◆ Problem details:
Rewrite all the records below as a numbered list with one line per entry, dropping any blank lines. Leave the pictures out.

◆ Supplied information:
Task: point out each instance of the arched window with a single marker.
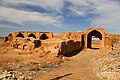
(32, 35)
(20, 35)
(93, 39)
(43, 36)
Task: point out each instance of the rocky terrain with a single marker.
(45, 62)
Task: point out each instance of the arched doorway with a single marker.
(10, 37)
(43, 36)
(32, 35)
(94, 39)
(20, 35)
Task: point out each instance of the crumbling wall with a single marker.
(71, 35)
(25, 43)
(69, 46)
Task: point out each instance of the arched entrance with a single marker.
(94, 39)
(32, 35)
(43, 36)
(20, 35)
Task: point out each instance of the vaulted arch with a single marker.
(43, 36)
(20, 35)
(32, 35)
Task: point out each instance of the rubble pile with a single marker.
(28, 43)
(108, 66)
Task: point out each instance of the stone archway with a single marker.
(32, 35)
(20, 35)
(98, 33)
(43, 36)
(90, 36)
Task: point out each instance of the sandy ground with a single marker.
(78, 67)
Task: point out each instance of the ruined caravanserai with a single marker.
(71, 41)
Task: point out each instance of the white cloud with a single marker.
(22, 17)
(77, 12)
(46, 4)
(108, 11)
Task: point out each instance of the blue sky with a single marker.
(59, 15)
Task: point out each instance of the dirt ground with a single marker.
(86, 65)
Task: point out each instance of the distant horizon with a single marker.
(59, 15)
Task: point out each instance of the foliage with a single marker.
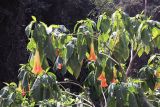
(105, 45)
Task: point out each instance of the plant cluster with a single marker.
(103, 48)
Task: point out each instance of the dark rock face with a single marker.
(14, 17)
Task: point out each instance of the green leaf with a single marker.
(155, 32)
(81, 47)
(103, 23)
(132, 100)
(74, 66)
(147, 49)
(121, 50)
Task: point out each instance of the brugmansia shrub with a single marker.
(103, 48)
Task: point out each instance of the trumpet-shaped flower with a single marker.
(59, 66)
(92, 55)
(37, 69)
(103, 80)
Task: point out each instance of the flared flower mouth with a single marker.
(37, 69)
(59, 66)
(103, 80)
(92, 55)
(157, 86)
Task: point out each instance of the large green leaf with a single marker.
(73, 65)
(103, 23)
(121, 49)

◆ Solution to this exercise:
1. Task: point out each instance of the arched window with a single marker.
2. (32, 35)
3. (20, 35)
4. (93, 39)
5. (43, 36)
6. Task: point out each instance of the rocky terrain with a single marker.
7. (45, 62)
8. Task: point out each instance of the arched doorway with a single marker.
9. (10, 37)
10. (43, 36)
11. (32, 35)
12. (94, 39)
13. (20, 35)
14. Task: point out each instance of the crumbling wall with a single marker.
15. (71, 35)
16. (25, 43)
17. (69, 46)
18. Task: point out each instance of the arched entrance with a single marker.
19. (94, 39)
20. (32, 35)
21. (43, 36)
22. (20, 35)
23. Task: point out each instance of the vaulted arch with a single marker.
24. (43, 36)
25. (20, 35)
26. (32, 35)
27. Task: point out each instance of the rubble pile with a single marker.
28. (28, 43)
29. (108, 66)
30. Task: point out each instance of the stone archway with a single marker.
31. (32, 35)
32. (20, 35)
33. (98, 33)
34. (43, 36)
35. (90, 36)
36. Task: point out each instance of the sandy ground with a single marker.
37. (78, 67)
38. Task: point out each instance of the ruined caravanserai with a single marker.
39. (71, 41)
40. Task: point out each instance of the white cloud with a single marker.
41. (22, 17)
42. (77, 12)
43. (46, 4)
44. (108, 11)
45. Task: point out each instance of the blue sky with a single marker.
46. (59, 15)
47. Task: point out each instance of the dirt ground with a single marker.
48. (86, 65)
49. Task: point out each instance of the distant horizon with a single marker.
50. (59, 15)
51. Task: point out each instance of the foliage with a single marker.
52. (105, 45)
53. Task: point out each instance of the plant cluster with a single marker.
54. (103, 48)
55. Task: point out each instance of the dark rock face with a single marker.
56. (14, 17)
57. Task: point out each instance of the green leaf with a single marker.
58. (155, 32)
59. (81, 47)
60. (103, 23)
61. (132, 100)
62. (74, 66)
63. (147, 49)
64. (121, 50)
65. Task: point out each instance of the brugmansia shrub with a single marker.
66. (103, 48)
67. Task: point out each instance of the trumpet-shaped flower with a single marker.
68. (59, 66)
69. (92, 55)
70. (37, 69)
71. (103, 80)
72. Task: point out each instance of the flared flower mouth with a single marker.
73. (37, 69)
74. (59, 66)
75. (103, 80)
76. (92, 55)
77. (157, 86)
78. Task: point out each instance of the large green leaf with a single marker.
79. (73, 65)
80. (103, 23)
81. (121, 49)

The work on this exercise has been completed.